**** RECORD LIST ****

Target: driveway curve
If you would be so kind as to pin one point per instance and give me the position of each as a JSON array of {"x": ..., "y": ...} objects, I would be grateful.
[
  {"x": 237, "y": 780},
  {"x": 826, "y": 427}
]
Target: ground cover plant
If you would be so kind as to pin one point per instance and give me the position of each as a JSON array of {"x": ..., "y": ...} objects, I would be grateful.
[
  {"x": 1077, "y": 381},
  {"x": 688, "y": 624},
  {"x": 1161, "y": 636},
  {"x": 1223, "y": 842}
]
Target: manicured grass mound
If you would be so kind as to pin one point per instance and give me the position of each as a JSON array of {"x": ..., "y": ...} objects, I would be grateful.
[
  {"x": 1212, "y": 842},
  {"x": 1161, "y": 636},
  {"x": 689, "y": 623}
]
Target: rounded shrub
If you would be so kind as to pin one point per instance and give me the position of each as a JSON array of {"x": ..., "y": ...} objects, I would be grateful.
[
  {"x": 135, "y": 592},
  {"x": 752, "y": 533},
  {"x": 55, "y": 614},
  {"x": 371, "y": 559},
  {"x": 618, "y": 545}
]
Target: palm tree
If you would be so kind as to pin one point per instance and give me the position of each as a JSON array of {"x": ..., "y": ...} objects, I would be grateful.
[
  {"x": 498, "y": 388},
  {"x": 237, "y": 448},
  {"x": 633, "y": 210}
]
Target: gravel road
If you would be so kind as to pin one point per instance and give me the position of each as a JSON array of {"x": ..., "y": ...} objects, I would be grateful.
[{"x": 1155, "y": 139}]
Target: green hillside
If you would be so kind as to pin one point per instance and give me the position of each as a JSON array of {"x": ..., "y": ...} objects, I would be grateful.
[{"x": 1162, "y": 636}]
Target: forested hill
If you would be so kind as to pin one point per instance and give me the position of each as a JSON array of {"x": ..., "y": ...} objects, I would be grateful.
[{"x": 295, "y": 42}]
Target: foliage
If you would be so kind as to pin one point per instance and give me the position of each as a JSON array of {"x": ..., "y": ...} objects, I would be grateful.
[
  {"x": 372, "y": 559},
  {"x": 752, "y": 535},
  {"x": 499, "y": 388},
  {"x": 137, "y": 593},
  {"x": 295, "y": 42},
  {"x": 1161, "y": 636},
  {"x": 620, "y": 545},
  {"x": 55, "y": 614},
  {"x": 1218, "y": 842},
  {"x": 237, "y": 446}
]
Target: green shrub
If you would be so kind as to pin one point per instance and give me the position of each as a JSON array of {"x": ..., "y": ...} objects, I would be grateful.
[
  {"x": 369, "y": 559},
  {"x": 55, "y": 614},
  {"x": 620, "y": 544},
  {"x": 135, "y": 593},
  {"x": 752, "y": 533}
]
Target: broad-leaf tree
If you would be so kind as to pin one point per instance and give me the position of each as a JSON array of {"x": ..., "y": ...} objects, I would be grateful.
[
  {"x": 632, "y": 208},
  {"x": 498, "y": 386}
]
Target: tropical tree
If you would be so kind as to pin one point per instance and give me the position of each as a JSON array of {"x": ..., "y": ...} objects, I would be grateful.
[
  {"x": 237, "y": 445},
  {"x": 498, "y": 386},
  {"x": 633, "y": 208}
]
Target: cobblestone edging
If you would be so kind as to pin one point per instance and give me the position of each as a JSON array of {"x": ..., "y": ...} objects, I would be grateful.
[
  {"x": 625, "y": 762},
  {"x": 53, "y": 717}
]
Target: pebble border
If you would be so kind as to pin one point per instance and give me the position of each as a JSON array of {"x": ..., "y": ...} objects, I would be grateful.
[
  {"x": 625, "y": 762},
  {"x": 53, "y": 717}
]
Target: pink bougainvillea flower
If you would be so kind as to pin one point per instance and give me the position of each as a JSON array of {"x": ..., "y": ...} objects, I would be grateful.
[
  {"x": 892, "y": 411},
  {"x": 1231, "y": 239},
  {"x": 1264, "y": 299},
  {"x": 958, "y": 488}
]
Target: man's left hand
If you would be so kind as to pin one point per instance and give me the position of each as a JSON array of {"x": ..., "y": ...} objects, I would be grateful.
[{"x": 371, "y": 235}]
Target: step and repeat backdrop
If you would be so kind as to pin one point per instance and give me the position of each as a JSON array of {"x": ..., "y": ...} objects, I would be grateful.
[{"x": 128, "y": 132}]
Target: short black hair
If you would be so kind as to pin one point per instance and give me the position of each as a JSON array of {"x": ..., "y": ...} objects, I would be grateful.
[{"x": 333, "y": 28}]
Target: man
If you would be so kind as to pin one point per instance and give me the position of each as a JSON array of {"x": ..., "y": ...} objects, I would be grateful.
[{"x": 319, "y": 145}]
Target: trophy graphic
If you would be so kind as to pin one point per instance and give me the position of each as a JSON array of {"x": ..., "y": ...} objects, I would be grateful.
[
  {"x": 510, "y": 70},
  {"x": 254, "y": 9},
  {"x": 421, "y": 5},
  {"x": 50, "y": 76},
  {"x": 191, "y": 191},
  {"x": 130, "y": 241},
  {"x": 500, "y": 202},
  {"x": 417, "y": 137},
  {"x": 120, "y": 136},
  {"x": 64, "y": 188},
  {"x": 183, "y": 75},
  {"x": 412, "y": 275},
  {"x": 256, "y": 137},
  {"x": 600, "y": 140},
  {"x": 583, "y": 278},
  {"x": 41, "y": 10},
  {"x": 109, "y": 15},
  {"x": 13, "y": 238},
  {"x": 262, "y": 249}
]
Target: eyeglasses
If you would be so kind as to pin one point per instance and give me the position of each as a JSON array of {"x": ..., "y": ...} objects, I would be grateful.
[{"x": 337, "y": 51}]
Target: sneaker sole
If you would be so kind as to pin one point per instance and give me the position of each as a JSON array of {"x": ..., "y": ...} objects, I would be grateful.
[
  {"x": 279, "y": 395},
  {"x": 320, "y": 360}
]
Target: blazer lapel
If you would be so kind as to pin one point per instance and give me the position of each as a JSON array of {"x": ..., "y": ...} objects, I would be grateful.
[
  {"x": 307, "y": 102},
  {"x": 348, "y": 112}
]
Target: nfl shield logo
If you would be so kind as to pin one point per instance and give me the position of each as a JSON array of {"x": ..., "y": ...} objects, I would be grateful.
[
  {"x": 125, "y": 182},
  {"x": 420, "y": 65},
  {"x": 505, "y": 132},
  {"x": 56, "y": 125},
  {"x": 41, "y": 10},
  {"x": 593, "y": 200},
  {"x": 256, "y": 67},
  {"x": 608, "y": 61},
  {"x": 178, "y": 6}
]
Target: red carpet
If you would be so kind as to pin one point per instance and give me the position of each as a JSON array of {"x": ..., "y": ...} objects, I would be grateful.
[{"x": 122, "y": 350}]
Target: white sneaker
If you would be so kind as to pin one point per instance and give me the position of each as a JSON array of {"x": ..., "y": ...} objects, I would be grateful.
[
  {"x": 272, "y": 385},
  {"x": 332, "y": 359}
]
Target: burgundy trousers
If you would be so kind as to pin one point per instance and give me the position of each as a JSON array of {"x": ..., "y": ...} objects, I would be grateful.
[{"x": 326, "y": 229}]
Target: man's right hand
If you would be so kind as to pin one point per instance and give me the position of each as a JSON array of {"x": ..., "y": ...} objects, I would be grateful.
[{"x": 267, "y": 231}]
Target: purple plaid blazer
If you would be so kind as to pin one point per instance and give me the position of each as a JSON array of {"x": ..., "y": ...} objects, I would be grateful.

****

▸ **WHAT IS REQUIRED**: Please copy out all of the lines above, character for character, without altering anything.

▸ **WRITTEN SOLUTION**:
Target: driveway curve
If you would be so kind as to pin one point per instance and give me the position of each as a JSON array of {"x": ..., "y": ...} objects, I would be grateful.
[
  {"x": 237, "y": 780},
  {"x": 826, "y": 427}
]
Target: ground cover plant
If you would be so kind as to pin one point per instance and give me the position of each as a JSON array of {"x": ..., "y": ...} objects, I would be grateful.
[
  {"x": 1077, "y": 381},
  {"x": 688, "y": 624},
  {"x": 1161, "y": 636},
  {"x": 1223, "y": 842}
]
Target: manicured grass mound
If you would be so kind as to pin one point per instance and give me the position of each as a JSON array of {"x": ..., "y": ...} objects, I would be grateful.
[
  {"x": 1212, "y": 842},
  {"x": 1161, "y": 636},
  {"x": 689, "y": 623}
]
Target: rounded shrub
If you would be so kind as to pin one point per instance and give me the position of each as a JSON array of {"x": ..., "y": ...} objects, I would be grateful.
[
  {"x": 135, "y": 592},
  {"x": 752, "y": 533},
  {"x": 55, "y": 614},
  {"x": 371, "y": 559},
  {"x": 618, "y": 545}
]
Target: palm tree
If you would be so kind as to pin one point per instance and give me the position of each as a JSON array of {"x": ..., "y": ...} objects, I would be grateful.
[
  {"x": 498, "y": 388},
  {"x": 237, "y": 448},
  {"x": 633, "y": 210}
]
Target: gravel road
If you would be so kind as to pin one point per instance and give me the position of each as a JSON array of {"x": ..., "y": ...} objects, I would be grateful.
[{"x": 1155, "y": 139}]
Target: green hillside
If you would be so kind as to pin one point per instance and give me the position of each as a JSON array of {"x": ..., "y": ...} objects, I would be grateful.
[{"x": 1162, "y": 636}]
Target: forested hill
If you would be so kind as to pin one point per instance and give me the position of each as a JSON array of {"x": ..., "y": ...} objects, I would be grateful.
[{"x": 295, "y": 42}]
Target: foliage
If you would be so kind as to pin one point per instance and give me the position of each as a JSON array of {"x": ..., "y": ...} objects, I would be grateful.
[
  {"x": 372, "y": 559},
  {"x": 752, "y": 535},
  {"x": 499, "y": 388},
  {"x": 137, "y": 593},
  {"x": 295, "y": 42},
  {"x": 1161, "y": 636},
  {"x": 620, "y": 545},
  {"x": 55, "y": 614},
  {"x": 1218, "y": 842},
  {"x": 237, "y": 446}
]
Target: green shrub
If you would be so kind as to pin one point per instance and give me the position of each as a JSON array of {"x": ..., "y": ...} objects, I would be grateful.
[
  {"x": 369, "y": 559},
  {"x": 55, "y": 614},
  {"x": 620, "y": 544},
  {"x": 135, "y": 593},
  {"x": 752, "y": 533}
]
Target: broad-leaf tree
If you would be so kind as to pin one point per instance and give me the position of each as a JSON array of {"x": ..., "y": ...} objects, I would be grateful.
[
  {"x": 632, "y": 208},
  {"x": 498, "y": 386}
]
Target: tropical tree
If you would be so kind as to pin one point per instance and give me the position of each as a JSON array of {"x": ..., "y": ...} objects, I would be grateful.
[
  {"x": 237, "y": 445},
  {"x": 498, "y": 386},
  {"x": 633, "y": 208}
]
Target: cobblestone edging
If you would be so kind as to pin one point per instance and give me the position of each as a JSON array of {"x": ..., "y": ...} objects, I would be grateful.
[
  {"x": 625, "y": 762},
  {"x": 53, "y": 717}
]
Target: pebble border
If you would be so kind as to pin one point per instance and give me the position of each as a JSON array of {"x": ..., "y": ...} objects, I would be grateful.
[
  {"x": 625, "y": 762},
  {"x": 53, "y": 717}
]
Target: pink bougainvillea flower
If you would be so kind as to pin one point per instance and give me the position of each as a JSON array of {"x": ..., "y": ...} objects, I would be grateful.
[
  {"x": 892, "y": 411},
  {"x": 1231, "y": 239},
  {"x": 1264, "y": 299},
  {"x": 958, "y": 488}
]
Target: man's left hand
If you would be so kind as to pin one point per instance and give me the position of each as a JSON array of {"x": ..., "y": ...} objects, I would be grateful.
[{"x": 371, "y": 235}]
Target: step and repeat backdrop
If you would be so kind as to pin one point per instance and give me the position of each as a JSON array of {"x": ..., "y": ...} objects, I would be grateful.
[{"x": 128, "y": 132}]
Target: short black hair
If you would be so kind as to pin one point per instance and give me the position of each as a JSON array of {"x": ..., "y": ...} objects, I would be grateful.
[{"x": 333, "y": 28}]
Target: man
If you would be so kind as to pin one point per instance and give me the position of each as a JSON array of {"x": ..., "y": ...} objects, I would be grateful.
[{"x": 319, "y": 145}]
Target: trophy graphic
If you would be so kind as to pin one point per instance and give me the position of each as a JSON array of {"x": ..., "y": ...} objects, I would be grateful.
[
  {"x": 510, "y": 70},
  {"x": 254, "y": 9},
  {"x": 421, "y": 5},
  {"x": 50, "y": 76},
  {"x": 191, "y": 191},
  {"x": 130, "y": 241},
  {"x": 500, "y": 202},
  {"x": 417, "y": 137},
  {"x": 120, "y": 136},
  {"x": 64, "y": 188},
  {"x": 183, "y": 75},
  {"x": 412, "y": 275},
  {"x": 256, "y": 137},
  {"x": 600, "y": 140},
  {"x": 583, "y": 278},
  {"x": 41, "y": 10},
  {"x": 109, "y": 15},
  {"x": 13, "y": 238},
  {"x": 262, "y": 249}
]
Target: eyeglasses
If you would be so kind as to pin one point per instance and give me the position of each as a JSON array of {"x": ..., "y": ...} objects, I would be grateful.
[{"x": 337, "y": 51}]
Target: sneaker sole
If you would be so kind as to pin one point per instance and give me the position of each as a JSON array of {"x": ..., "y": ...} objects, I would be grateful.
[
  {"x": 279, "y": 395},
  {"x": 320, "y": 360}
]
Target: blazer lapel
If you would be so kind as to pin one point per instance and give me the position of each as a JSON array of {"x": ..., "y": ...} objects, I would be grateful.
[
  {"x": 307, "y": 102},
  {"x": 348, "y": 112}
]
Target: nfl shield logo
If you would be so kind as to pin one point per instance and give me the position of each as a JSON array of {"x": ..., "y": ...} objects, I would be grateful.
[
  {"x": 125, "y": 182},
  {"x": 420, "y": 65},
  {"x": 505, "y": 132},
  {"x": 56, "y": 125},
  {"x": 41, "y": 10},
  {"x": 593, "y": 200},
  {"x": 256, "y": 67},
  {"x": 608, "y": 61},
  {"x": 178, "y": 6}
]
Target: red carpet
If you would be so kind as to pin one point per instance and give me the position of each as a JSON array of {"x": ..., "y": ...} objects, I would be grateful.
[{"x": 122, "y": 350}]
Target: white sneaker
If you would be so kind as to pin one point per instance and give me the position of each as a JSON array of {"x": ..., "y": ...} objects, I would be grateful.
[
  {"x": 272, "y": 385},
  {"x": 332, "y": 359}
]
Target: burgundy trousers
If you would be so kind as to pin one point per instance and give me the position of each as a JSON array of {"x": ..., "y": ...} objects, I would be grateful.
[{"x": 326, "y": 229}]
Target: man's right hand
If you would be so kind as to pin one point per instance and give me the position of each as a JSON array of {"x": ..., "y": ...} objects, I would be grateful.
[{"x": 267, "y": 231}]
Target: purple plaid blazer
If you would be so kind as to pin one point per instance and give me the position of each as a JSON array of {"x": ..., "y": ...} objects, I would be grateful.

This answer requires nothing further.